出典:
公務員として、私は住民一人ひとりの声に耳を傾け、地域の実情に応じた柔軟な施策立案に取り組みたい。特に、住民と行政の橋渡し役として、地域の課題を的確に把握し、実効性のある支援策の実現に尽力したい。
少子高齢化は一朝一夕には解決できない課題だが、行政・住民・地域団体が連携することで、誰もが安心して暮らせる持続可能な地域社会を実現できると確信している。私は公務員として、この実現に向けて全力で取り組む所存である。
2. 環境問題・脱炭素社会
出題傾向: SDGs関連で増加中 評価のポイント: 具体的な環境政策と住民協力
重要な論点:
- カーボンニュートラル目標(2050年)
- プラスチックごみ削減
- 再生可能エネルギー導入
- 住民の環境意識向上
構成のポイント:
- 地球温暖化の現状と影響
- 自治体レベルでの具体的取り組み
- 住民参加型の環境保全活動
- 公務員としての啓発・推進役割
3. 災害対策・防災
出題傾向: 地方公務員で特に重視 評価のポイント: 住民の生命・財産を守る具体策
必須要素:
- 自然災害の増加傾向(データ)
- 自助・共助・公助の役割分担
- 避難所運営・情報伝達体制
- 平時からの地域コミュニティ強化
4. デジタル化・情報社会
出題傾向: 国家公務員で頻出 評価のポイント: デジタル格差への配慮
論じるべき内容:
- 行政のDX推進と住民サービス向上
- 高齢者等のデジタル弱者への配慮
- 個人情報保護とセキュリティ
- 対面サービスとの適切なバランス
5. 地域活性化・地方創生
出題傾向: 市役所・町村役場で頻出 評価のポイント: 地域の独自性を活かした提案
成功する論述のコツ:
- 地域資源の発見と活用
- 移住・定住促進策
- 地域産業の振興
- 関係人口の創出
採点基準と評価レベル
評価項目と配点(100点満点)
内容・論理性(50点)
- 課題理解(10点): 出題意図を正確に把握
- 現状分析(15点): データに基づく客観的分析
- 解決策(15点): 具体的で実現可能な提案
- 公務員視点(10点): 公共の利益を優先
構成・表現(30点)
- 論理構成(10点): 一貫した流れ
- 文章表現(10点): 適切で明確な表現
- 具体性(10点): 抽象論に終わらない
形式・正確性(20点)

データ抜粋:

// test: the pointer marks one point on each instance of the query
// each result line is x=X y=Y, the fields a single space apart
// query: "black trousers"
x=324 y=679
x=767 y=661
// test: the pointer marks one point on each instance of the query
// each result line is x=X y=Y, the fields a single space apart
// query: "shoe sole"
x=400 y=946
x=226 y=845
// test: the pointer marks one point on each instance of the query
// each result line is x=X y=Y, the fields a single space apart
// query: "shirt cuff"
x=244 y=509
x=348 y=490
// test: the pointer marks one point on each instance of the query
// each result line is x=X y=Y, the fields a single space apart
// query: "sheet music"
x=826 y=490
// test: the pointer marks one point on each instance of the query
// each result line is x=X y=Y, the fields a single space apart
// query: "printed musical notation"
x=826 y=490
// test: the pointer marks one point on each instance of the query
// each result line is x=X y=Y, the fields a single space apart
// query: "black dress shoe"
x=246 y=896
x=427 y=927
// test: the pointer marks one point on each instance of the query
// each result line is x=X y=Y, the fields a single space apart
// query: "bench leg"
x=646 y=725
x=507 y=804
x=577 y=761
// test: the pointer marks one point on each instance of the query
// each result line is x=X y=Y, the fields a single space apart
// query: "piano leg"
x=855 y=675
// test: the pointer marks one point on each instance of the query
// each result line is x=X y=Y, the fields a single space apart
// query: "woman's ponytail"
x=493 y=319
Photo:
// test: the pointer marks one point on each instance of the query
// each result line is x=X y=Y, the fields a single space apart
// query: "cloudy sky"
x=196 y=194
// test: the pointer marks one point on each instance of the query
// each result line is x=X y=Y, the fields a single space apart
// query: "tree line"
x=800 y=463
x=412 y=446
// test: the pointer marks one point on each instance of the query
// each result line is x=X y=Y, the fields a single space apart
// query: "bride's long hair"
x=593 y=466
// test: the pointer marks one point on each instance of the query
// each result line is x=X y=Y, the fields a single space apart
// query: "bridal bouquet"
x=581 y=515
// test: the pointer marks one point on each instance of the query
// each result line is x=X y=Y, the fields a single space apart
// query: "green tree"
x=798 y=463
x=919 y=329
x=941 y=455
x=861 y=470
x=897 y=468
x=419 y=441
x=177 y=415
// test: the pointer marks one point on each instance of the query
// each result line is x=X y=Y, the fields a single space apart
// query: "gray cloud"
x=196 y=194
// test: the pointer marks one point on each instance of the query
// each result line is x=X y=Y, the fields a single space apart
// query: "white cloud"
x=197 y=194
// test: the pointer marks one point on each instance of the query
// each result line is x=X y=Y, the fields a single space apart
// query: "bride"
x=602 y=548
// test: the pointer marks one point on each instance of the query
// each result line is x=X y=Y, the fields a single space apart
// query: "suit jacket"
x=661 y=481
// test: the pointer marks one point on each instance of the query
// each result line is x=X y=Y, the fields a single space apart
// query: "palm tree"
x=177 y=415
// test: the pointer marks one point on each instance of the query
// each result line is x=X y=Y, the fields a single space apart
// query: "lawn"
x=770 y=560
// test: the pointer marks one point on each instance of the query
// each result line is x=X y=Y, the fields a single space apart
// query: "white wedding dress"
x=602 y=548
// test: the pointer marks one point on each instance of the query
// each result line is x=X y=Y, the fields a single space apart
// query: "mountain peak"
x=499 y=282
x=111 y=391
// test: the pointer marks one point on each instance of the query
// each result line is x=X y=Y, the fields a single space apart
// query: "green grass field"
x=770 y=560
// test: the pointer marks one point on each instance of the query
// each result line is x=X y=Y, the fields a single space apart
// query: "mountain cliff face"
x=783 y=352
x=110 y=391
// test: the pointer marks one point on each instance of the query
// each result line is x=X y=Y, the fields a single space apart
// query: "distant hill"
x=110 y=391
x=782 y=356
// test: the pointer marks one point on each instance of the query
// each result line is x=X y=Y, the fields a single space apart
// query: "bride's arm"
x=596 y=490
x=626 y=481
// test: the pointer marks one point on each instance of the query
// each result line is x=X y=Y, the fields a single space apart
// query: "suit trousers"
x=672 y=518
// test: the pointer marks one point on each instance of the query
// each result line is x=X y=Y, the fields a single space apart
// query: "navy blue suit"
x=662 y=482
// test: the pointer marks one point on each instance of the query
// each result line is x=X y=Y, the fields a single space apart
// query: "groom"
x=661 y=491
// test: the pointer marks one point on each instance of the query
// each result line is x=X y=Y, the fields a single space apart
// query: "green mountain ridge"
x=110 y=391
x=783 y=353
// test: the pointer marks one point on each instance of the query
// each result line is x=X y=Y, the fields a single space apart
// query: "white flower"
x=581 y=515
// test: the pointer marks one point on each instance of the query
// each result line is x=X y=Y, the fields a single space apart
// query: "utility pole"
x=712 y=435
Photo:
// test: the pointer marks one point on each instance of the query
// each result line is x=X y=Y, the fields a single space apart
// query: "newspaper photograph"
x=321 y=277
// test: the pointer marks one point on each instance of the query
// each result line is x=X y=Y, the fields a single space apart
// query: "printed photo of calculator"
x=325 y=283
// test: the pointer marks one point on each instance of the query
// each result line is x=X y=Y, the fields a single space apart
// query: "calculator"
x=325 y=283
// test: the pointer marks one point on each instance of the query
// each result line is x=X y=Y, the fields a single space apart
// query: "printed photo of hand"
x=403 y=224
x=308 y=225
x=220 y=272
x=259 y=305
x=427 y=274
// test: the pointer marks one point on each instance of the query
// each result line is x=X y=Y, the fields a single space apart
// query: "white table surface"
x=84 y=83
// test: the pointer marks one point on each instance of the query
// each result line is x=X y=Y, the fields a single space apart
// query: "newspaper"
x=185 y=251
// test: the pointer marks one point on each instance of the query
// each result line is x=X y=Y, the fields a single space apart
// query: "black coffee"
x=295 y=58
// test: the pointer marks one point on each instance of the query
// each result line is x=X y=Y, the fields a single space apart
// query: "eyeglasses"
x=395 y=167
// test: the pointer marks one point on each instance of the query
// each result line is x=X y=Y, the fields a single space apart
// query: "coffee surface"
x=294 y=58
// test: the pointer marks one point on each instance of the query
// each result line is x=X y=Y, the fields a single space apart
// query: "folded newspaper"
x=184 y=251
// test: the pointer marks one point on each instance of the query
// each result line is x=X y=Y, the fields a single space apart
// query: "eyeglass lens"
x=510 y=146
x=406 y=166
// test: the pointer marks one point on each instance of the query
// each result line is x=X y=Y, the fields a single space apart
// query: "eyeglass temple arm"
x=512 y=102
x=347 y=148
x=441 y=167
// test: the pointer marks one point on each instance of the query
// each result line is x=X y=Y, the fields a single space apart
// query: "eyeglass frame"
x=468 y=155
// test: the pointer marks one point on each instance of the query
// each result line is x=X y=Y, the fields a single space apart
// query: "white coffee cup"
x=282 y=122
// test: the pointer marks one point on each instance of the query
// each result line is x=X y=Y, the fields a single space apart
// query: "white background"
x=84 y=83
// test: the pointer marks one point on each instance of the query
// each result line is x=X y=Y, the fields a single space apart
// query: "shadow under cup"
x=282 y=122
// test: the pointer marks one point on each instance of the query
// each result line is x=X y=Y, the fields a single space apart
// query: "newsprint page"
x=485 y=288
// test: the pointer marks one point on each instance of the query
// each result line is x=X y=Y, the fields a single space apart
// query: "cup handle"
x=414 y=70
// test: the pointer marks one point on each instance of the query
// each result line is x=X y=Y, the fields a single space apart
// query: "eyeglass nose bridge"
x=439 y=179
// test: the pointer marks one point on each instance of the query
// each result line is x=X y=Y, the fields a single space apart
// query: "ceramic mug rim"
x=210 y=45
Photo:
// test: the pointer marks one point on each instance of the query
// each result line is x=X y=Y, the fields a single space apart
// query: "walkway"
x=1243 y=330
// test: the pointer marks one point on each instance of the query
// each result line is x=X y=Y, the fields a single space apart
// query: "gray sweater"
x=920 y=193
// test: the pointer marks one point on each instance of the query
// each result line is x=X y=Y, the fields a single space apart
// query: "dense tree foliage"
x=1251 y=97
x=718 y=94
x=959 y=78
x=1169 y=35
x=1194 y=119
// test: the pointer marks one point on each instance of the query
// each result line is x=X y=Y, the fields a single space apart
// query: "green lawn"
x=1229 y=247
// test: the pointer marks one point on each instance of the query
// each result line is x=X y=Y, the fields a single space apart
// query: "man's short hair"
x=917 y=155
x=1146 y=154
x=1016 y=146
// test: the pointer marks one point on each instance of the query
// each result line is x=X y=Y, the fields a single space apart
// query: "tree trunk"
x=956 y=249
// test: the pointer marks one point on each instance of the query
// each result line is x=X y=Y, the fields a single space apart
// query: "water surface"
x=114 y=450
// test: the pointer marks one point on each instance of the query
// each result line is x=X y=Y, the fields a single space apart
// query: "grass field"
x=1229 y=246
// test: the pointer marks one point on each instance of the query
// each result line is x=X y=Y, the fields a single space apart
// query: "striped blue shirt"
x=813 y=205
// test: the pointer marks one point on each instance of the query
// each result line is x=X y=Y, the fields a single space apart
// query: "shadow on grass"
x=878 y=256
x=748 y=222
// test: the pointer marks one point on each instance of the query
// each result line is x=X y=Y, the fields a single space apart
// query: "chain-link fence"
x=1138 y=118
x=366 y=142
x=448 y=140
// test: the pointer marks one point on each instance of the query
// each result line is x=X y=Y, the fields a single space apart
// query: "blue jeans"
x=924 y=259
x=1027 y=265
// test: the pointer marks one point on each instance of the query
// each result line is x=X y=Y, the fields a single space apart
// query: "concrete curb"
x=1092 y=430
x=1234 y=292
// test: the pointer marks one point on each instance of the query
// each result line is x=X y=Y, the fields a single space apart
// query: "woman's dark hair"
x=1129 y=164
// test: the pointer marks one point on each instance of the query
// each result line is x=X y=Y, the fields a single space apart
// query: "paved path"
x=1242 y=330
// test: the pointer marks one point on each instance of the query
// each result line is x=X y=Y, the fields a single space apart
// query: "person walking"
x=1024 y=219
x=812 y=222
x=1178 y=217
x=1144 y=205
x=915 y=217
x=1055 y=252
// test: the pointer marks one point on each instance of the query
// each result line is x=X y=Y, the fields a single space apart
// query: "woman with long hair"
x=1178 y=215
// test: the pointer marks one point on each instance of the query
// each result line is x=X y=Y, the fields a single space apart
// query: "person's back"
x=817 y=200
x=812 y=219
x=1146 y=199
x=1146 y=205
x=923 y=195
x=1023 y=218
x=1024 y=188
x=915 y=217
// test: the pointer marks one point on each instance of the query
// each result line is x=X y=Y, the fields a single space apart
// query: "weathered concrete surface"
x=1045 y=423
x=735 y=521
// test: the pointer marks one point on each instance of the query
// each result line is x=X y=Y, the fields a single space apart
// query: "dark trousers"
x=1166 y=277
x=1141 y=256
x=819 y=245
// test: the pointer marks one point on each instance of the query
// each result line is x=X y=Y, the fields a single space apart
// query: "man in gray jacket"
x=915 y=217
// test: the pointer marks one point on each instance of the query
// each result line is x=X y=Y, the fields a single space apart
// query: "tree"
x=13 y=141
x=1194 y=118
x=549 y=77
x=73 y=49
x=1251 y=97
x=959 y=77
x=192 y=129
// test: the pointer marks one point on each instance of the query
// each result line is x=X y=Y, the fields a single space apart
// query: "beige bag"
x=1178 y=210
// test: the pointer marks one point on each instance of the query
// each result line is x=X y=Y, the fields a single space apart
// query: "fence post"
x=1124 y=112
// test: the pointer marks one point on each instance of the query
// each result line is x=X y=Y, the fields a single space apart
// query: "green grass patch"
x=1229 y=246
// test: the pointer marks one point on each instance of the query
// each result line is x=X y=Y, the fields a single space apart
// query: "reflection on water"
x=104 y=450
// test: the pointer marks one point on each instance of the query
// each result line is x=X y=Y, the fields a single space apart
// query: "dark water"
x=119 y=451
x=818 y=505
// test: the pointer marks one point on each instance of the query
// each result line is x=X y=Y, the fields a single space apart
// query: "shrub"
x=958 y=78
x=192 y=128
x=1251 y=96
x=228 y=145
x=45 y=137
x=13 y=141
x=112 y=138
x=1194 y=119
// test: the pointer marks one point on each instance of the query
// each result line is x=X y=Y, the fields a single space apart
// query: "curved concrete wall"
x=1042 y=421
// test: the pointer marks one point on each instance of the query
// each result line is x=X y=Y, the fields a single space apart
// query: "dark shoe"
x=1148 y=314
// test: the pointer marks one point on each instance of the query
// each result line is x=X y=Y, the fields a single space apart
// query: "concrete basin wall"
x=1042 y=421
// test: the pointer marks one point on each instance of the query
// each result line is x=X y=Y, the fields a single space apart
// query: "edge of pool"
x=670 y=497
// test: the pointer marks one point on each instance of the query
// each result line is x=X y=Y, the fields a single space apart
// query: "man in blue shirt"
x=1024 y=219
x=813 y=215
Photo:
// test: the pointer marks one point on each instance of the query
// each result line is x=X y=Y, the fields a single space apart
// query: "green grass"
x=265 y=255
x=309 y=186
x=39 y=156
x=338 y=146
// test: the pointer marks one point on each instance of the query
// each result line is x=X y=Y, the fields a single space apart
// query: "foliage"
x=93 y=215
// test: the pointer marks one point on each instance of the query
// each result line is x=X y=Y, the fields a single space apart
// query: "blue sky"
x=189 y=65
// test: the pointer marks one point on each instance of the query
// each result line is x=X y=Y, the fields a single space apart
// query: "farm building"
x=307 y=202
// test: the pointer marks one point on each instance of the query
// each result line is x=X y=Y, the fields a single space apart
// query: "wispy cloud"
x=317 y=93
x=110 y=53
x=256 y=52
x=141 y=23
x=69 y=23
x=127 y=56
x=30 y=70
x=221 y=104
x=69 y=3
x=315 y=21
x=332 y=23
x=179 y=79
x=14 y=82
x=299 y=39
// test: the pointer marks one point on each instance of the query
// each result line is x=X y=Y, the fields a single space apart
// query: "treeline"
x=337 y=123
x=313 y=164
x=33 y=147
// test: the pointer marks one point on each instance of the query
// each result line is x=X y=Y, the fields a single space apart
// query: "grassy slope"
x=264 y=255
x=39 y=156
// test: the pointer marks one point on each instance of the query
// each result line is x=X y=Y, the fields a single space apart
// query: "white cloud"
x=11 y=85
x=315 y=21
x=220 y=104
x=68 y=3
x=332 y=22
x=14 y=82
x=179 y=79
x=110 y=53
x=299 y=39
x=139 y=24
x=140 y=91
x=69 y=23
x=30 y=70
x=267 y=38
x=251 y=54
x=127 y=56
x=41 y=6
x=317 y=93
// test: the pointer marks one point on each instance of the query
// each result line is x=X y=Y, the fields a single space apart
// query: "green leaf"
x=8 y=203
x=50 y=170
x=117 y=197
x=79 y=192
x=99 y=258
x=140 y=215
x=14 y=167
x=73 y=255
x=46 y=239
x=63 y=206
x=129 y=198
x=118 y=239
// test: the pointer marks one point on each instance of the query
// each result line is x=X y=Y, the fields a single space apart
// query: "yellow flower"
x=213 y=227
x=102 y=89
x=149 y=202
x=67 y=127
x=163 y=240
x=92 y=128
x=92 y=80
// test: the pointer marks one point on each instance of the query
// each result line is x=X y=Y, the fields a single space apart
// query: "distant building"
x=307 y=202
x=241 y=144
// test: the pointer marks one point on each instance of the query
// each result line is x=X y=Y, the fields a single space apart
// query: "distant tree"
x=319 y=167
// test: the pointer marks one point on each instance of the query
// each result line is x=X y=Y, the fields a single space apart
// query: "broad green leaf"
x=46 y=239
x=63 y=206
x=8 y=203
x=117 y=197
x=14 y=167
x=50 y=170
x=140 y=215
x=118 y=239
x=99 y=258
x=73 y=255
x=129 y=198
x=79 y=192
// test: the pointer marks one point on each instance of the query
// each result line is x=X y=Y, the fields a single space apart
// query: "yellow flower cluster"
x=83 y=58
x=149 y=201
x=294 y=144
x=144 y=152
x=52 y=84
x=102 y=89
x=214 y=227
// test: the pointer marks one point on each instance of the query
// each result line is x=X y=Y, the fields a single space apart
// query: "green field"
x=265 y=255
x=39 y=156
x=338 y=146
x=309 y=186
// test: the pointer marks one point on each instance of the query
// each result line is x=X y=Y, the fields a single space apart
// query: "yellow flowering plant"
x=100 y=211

作業の指示:
A) 公務員試験の小論文についての文章から、「- 課題理解(10点): 出題意図を正確に把握」で始まり「形式・正確性(20点)」で終わる部分を、両端の語句も含めてそのまま書き写してください。
B) 公務員試験の小論文についての文章を、示されている最後の行の後から書き進めてください。

作業の解答:
A)
- 課題理解(10点): 出題意図を正確に把握
- 現状分析(15点): データに基づく客観的分析
- 解決策(15点): 具体的で実現可能な提案
- 公務員視点(10点): 公共の利益を優先
構成・表現(30点)
- 論理構成(10点): 一貫した流れ
- 文章表現(10点): 適切で明確な表現
- 具体性(10点): 抽象論に終わらない
形式・正確性(20点)

B)
- 文字数(7点): 制限内での適切な分量
- 文法・表記(7点): 誤字脱字・文法ミス
- 原稿用紙使用(6点): 正しい書式
レベル別評価
A評価(85点以上)- 確実合格
- 公務員としての高い適性が認められる
- 具体的で実現可能な提案
- 論理的で説得力のある構成
- データ・事例の効果的活用
B評価(70-84点)- 合格圏
- 基本的な要件を満たす
- 一定の具体性と論理性
- 公務員視点が示されている
C評価(60-69点)- 合格ギリギリ
- 最低限の要件は満たす
- やや抽象的・一般的
- 独自性に欠ける
D評価(59点以下)- 不合格
- テーマから逸脱
- 論理性に欠ける
- 公務員視点が欠如
よくある失敗パターンと対策
失敗パターン1:「一般論・抽象論で終わる」
ダメな例:
少子高齢化は深刻な問題です。みんなで協力して頑張る必要があると思います。
改善例:
少子高齢化に対し、行政は子育て世帯への経済支援と高齢者の社会参加促進を
両輪で進める必要がある。具体的には...
失敗パターン2:「公務員視点の欠如」
ダメな例:
企業が働きやすい環境を作るべきだと思います。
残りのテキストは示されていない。